::: Exercise input :::
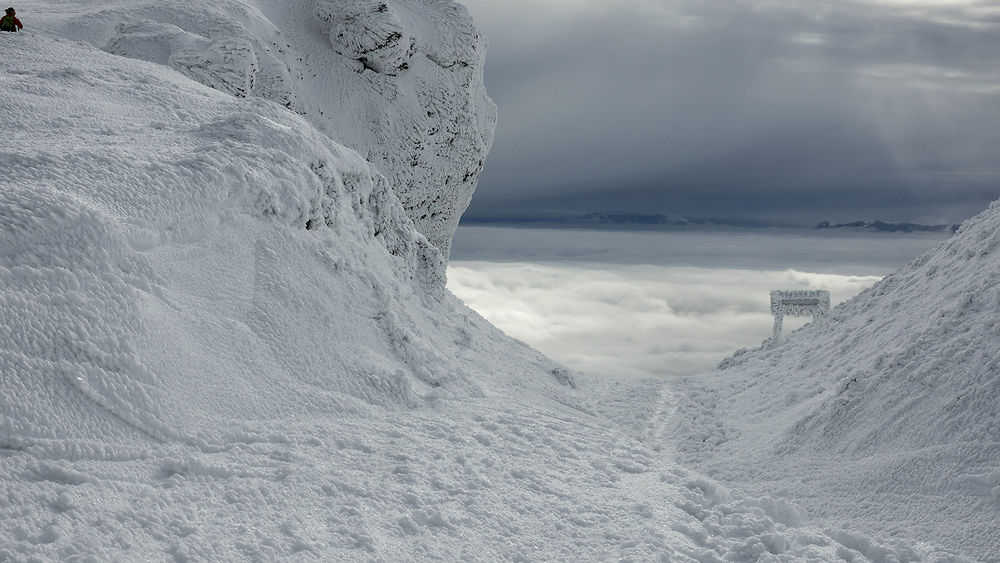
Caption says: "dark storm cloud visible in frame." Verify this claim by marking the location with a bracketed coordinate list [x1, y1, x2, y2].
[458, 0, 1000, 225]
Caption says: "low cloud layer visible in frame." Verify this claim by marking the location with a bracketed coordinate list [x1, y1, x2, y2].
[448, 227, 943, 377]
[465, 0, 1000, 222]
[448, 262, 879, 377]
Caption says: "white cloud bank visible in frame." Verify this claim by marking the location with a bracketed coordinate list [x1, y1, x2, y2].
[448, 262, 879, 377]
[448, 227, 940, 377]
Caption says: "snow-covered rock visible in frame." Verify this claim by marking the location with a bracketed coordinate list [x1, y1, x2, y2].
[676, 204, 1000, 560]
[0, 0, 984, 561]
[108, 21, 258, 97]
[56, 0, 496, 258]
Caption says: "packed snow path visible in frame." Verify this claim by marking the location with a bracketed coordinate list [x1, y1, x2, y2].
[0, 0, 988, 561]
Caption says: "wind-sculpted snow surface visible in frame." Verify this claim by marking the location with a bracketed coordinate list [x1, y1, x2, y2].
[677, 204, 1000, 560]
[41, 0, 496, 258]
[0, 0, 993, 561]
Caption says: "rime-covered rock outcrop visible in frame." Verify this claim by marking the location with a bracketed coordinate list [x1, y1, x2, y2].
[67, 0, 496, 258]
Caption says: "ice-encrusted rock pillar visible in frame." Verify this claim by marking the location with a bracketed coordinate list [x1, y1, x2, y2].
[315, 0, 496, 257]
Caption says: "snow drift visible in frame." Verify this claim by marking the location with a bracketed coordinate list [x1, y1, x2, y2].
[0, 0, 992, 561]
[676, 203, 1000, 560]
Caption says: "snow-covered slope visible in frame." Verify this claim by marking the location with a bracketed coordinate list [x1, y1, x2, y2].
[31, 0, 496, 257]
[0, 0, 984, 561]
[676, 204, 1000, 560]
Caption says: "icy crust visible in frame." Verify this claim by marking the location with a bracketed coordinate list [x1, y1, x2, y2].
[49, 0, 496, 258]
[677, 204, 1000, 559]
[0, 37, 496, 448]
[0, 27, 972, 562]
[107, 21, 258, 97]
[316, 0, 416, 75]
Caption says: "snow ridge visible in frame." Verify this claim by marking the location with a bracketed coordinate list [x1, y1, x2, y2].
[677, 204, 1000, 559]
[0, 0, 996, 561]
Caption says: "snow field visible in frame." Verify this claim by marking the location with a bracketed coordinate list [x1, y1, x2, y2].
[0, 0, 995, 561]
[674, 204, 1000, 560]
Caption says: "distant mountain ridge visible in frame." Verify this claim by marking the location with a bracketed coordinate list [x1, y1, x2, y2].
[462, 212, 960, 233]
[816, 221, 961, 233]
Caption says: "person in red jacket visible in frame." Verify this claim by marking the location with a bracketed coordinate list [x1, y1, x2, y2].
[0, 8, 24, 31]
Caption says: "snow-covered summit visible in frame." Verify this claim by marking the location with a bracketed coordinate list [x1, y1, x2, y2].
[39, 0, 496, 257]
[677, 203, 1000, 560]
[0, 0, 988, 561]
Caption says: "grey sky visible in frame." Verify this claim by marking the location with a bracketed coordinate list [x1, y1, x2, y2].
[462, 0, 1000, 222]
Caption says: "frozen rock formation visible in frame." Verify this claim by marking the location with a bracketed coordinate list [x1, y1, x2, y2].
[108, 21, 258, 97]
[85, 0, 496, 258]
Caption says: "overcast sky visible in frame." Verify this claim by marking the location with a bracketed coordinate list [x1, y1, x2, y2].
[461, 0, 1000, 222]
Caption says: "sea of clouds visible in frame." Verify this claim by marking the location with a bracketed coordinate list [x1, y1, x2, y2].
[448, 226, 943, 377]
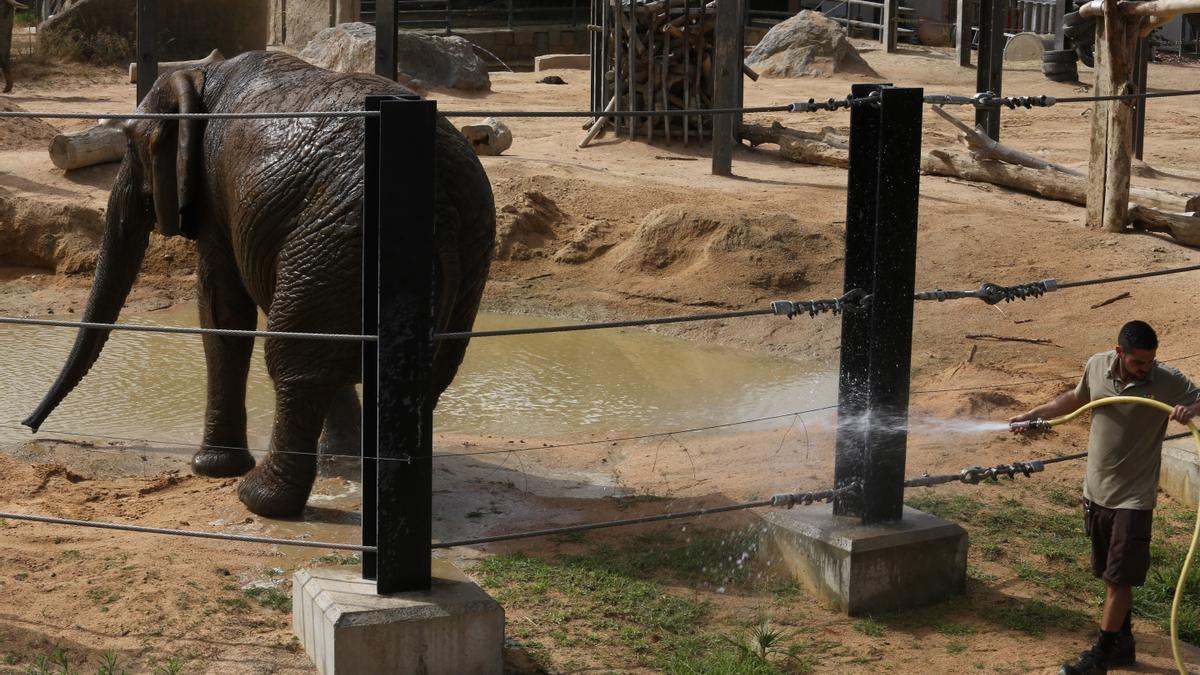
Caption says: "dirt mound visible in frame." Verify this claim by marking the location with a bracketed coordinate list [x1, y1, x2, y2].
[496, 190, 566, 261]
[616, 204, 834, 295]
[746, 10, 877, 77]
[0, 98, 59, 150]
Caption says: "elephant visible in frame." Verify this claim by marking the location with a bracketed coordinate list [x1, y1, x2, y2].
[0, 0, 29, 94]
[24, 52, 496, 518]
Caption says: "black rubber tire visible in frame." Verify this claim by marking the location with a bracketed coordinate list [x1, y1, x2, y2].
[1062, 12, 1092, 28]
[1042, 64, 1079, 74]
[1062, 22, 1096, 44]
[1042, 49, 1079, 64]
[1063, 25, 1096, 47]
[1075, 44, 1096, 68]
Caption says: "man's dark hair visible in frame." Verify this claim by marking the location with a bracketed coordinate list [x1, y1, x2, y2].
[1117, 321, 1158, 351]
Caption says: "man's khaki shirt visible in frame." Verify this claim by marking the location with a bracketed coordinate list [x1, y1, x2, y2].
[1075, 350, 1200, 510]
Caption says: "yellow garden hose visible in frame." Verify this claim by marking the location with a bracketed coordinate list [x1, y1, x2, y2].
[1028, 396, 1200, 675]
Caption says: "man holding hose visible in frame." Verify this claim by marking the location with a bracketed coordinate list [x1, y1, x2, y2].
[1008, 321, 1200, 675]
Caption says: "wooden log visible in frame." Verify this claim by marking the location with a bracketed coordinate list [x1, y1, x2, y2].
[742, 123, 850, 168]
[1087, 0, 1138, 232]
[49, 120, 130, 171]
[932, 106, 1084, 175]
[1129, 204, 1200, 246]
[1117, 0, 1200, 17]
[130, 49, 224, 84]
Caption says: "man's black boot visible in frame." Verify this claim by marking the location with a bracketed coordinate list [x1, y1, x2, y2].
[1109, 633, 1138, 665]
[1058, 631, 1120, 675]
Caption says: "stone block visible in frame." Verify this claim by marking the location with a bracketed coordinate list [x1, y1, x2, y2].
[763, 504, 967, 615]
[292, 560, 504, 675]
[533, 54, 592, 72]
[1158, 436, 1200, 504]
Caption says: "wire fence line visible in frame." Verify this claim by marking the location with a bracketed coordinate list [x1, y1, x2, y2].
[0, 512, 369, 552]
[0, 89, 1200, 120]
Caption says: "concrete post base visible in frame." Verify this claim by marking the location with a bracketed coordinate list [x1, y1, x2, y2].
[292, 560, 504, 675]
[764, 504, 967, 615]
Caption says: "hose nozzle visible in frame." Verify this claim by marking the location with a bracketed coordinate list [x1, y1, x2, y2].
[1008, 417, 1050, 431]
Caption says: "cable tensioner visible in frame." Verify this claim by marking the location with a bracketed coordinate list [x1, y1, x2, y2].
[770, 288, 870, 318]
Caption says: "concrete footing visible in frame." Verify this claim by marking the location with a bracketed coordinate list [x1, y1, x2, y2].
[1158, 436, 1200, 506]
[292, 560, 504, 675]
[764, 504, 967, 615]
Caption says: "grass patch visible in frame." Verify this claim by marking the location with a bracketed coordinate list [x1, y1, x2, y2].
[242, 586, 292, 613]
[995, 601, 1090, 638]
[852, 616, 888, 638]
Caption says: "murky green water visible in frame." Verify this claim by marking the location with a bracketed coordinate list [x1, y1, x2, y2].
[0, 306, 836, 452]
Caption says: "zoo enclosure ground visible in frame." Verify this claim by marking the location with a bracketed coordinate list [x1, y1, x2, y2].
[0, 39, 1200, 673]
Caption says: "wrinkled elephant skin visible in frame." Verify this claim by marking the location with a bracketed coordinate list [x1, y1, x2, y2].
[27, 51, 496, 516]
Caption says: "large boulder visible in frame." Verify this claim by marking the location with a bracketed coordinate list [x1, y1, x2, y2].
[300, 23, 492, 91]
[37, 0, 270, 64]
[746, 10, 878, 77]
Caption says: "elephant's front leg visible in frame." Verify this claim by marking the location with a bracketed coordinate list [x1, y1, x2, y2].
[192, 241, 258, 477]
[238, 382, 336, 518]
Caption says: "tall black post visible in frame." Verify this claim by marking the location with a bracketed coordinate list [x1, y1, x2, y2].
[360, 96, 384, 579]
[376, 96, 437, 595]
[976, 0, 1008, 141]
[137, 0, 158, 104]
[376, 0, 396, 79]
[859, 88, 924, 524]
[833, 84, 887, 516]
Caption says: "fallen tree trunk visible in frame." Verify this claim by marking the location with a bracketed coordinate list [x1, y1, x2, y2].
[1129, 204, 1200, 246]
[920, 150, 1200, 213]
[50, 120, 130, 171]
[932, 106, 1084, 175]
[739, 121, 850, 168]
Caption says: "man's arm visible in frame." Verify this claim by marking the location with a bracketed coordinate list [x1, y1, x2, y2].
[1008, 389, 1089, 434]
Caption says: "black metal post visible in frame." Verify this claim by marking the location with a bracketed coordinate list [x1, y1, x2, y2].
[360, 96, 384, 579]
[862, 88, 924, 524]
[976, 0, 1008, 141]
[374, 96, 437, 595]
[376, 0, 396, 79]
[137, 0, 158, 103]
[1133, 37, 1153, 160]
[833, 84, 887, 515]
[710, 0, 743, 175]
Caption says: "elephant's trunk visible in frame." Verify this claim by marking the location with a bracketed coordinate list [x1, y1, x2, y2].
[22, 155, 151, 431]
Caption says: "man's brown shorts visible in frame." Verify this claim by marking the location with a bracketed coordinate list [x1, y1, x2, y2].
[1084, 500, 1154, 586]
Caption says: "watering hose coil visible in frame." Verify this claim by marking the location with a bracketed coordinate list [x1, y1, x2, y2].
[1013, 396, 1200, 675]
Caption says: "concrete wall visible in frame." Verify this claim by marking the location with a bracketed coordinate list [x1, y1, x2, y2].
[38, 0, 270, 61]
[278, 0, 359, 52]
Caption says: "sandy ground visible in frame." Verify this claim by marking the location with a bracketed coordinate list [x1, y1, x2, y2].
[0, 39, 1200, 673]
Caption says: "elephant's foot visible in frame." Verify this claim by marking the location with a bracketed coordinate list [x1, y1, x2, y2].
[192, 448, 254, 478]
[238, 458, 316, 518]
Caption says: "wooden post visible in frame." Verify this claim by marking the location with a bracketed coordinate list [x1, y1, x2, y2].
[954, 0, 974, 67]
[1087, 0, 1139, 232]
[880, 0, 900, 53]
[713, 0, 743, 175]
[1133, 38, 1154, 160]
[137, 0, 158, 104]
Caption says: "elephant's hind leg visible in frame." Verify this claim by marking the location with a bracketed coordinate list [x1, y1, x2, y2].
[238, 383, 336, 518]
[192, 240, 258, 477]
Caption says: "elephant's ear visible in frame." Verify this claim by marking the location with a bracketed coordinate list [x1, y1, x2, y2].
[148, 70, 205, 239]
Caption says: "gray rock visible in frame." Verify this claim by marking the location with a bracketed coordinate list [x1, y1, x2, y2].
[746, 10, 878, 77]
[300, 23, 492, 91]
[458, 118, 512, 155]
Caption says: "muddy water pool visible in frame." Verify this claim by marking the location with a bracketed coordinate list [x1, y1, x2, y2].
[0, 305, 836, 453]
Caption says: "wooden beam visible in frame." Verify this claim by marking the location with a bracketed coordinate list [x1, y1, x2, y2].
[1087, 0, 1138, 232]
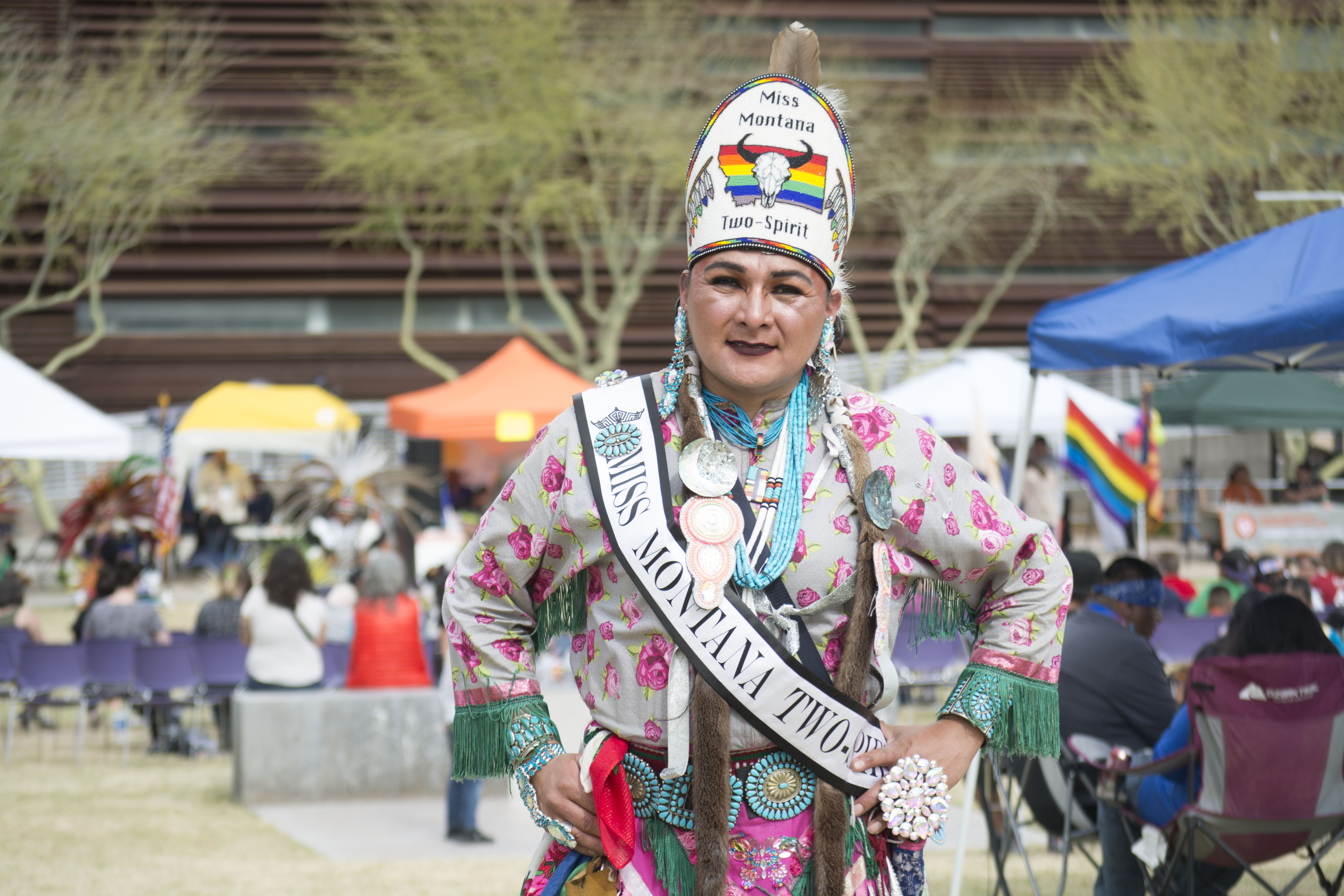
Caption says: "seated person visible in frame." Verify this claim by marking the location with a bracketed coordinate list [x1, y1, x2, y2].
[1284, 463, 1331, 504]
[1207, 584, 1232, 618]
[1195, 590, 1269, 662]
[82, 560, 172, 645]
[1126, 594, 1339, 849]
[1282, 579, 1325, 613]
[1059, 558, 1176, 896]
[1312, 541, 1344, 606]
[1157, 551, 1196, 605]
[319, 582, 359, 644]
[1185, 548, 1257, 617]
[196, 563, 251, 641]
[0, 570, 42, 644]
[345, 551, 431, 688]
:::
Write out, unchanged, everything in the records from the line containing "nozzle visible in" down to the line containing "[770, 288, 870, 318]", including both of those lines.

Caption says: "hose nozzle visible in frame." Verify this claim by marking the location with a bracketed coordinate list [x1, y1, x2, y2].
[1008, 417, 1050, 431]
Caption says: "cable tensioner visible in frame." Verify this claim by marking the location with a bracketed coordinate list [x1, y1, x2, y2].
[770, 288, 870, 318]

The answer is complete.